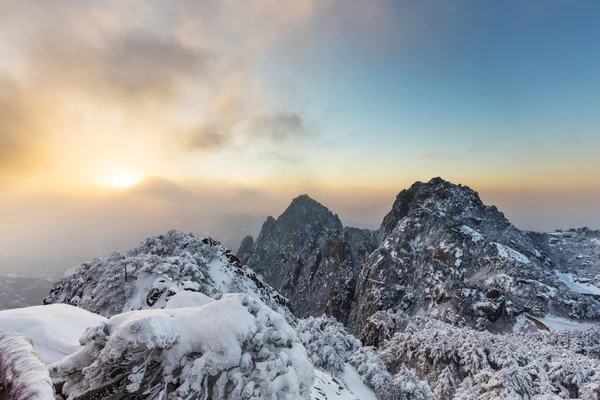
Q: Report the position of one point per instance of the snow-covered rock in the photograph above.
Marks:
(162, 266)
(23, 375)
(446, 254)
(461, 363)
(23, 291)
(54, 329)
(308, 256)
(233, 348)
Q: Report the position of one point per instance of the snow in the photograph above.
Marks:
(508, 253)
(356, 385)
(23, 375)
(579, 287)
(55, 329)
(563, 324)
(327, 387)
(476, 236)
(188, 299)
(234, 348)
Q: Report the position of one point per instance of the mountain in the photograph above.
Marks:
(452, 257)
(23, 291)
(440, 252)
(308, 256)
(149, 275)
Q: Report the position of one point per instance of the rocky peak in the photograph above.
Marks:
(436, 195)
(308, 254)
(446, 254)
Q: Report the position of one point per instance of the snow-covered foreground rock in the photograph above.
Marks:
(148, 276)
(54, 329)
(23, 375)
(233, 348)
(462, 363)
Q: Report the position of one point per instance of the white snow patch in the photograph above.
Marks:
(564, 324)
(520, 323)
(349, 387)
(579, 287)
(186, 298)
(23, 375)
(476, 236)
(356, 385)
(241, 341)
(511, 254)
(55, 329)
▬▬▬▬▬▬▬▬▬▬
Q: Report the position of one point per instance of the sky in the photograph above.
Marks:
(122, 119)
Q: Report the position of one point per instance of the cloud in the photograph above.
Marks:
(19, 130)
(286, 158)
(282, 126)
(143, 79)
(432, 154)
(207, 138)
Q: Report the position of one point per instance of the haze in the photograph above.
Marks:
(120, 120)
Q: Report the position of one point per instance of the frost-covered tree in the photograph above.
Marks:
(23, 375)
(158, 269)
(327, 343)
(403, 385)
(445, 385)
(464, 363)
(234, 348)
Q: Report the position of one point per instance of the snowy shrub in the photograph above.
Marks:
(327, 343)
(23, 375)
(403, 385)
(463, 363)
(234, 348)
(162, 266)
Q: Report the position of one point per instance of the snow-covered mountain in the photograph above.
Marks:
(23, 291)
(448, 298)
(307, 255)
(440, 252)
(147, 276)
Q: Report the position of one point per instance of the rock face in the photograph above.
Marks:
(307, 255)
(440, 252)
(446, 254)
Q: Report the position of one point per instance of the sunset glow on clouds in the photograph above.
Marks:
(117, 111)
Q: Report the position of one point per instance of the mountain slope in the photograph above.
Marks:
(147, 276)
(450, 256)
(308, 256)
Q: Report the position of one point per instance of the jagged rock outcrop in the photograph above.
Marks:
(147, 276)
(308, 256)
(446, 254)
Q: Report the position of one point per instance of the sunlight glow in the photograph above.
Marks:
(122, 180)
▬▬▬▬▬▬▬▬▬▬
*Work required:*
Please copy each line of the records above that holds the word "glow".

*Result:*
Q: Report the position of one point per instance of the sunset glow on clouds in the photograph above.
Q: Report the position of one point per instance of the sunlight glow in the photograph above.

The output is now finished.